*Provided passage:*
* * * *

Commentary by Tad DeHaven, budget analyst at the Cato Institute and co-editor of www.downsizinggovernment.org.
Several weeks ago, I witnessed an able-bodied individual who had parked in a handicapped-only space proceed to put in a strenuous workout at my gym. Indeed, a casual internet search reveals that abuse of handicapped parking spaces is a real problem – so much so that cell phone apps have been created to help catch abusers. It shouldn’t come as a surprise then that federal programs intended to help the truly disabled are also being abused.
The federal government’s main disability programs, Social Security Disability Insurance (SSDI) and Supplemental Security Income (SSI), will cost taxpayers almost $200 billion combined this year. These programs have grown enormously over the last decade, despite the fact that the actual incidence of disability in the population has not increased.
The rapid growth in SSDI is particularly troublesome. With an estimated price tag of $144 billion in 2013, SSDI expenditures will have roughly doubled in real (inflation-adjusted) dollars since 2000. Disability insurance benefits are funded by a 1.8 percent tax on workers’ wages as part of the broader Social Security tax, but because payments are outpacing tax revenues the system is running deficits and the SSDI trust fund will be exhausted by 2016.
The number of people enrolled in SSDI has expanded rapidly in recent years, even as the share of the U.S. working-age population reporting a severe disability has remained stable. In addition, medical advances have aided people with disabilities and fewer workers are engaged in hard physical labor. However, the ratio of SSDI beneficiaries to all working-age people has doubled in the last two decades.
The problem is that policymakers have liberalized eligibility standards for disability benefits, with the result that many people who are capable of working are choosing to seek a government check. And once people get on SSDI, they rarely leave the program. In 2011, only 3.6 percent of workers on SSDI had their benefits terminated because of medical improvement. Almost 90 percent of people had their benefits stopped because they either died or reached retirement age.

* * * *

*Raw data:*
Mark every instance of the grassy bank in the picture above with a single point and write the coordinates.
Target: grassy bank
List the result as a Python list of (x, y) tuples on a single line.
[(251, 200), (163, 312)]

* * * *

*Tasks to complete:*
#1 Answer these from the commentary on federal disability programs:
(a) What tax on workers' wages funds disability insurance benefits?
(b) What is the estimated cost of SSDI in 2013?
(c) In 2011, what percentage of workers on SSDI had their benefits terminated because of medical improvement?
#2 Please reproduce the passage from the commentary on federal disability programs, starting with "The federal government’s" and going on through "exhausted by 2016.".

*Task-by-task outputs:*
#1
(a) A 1.8 percent tax on workers' wages, as part of the broader Social Security tax.
(b) $144 billion.
(c) 3.6 percent.

#2
The federal government’s main disability programs, Social Security Disability Insurance (SSDI) and Supplemental Security Income (SSI), will cost taxpayers almost $200 billion combined this year. These programs have grown enormously over the last decade, despite the fact that the actual incidence of disability in the population has not increased.
The rapid growth in SSDI is particularly troublesome. With an estimated price tag of $144 billion in 2013, SSDI expenditures will have roughly doubled in real (inflation-adjusted) dollars since 2000. Disability insurance benefits are funded by a 1.8 percent tax on workers’ wages as part of the broader Social Security tax, but because payments are outpacing tax revenues the system is running deficits and the SSDI trust fund will be exhausted by 2016.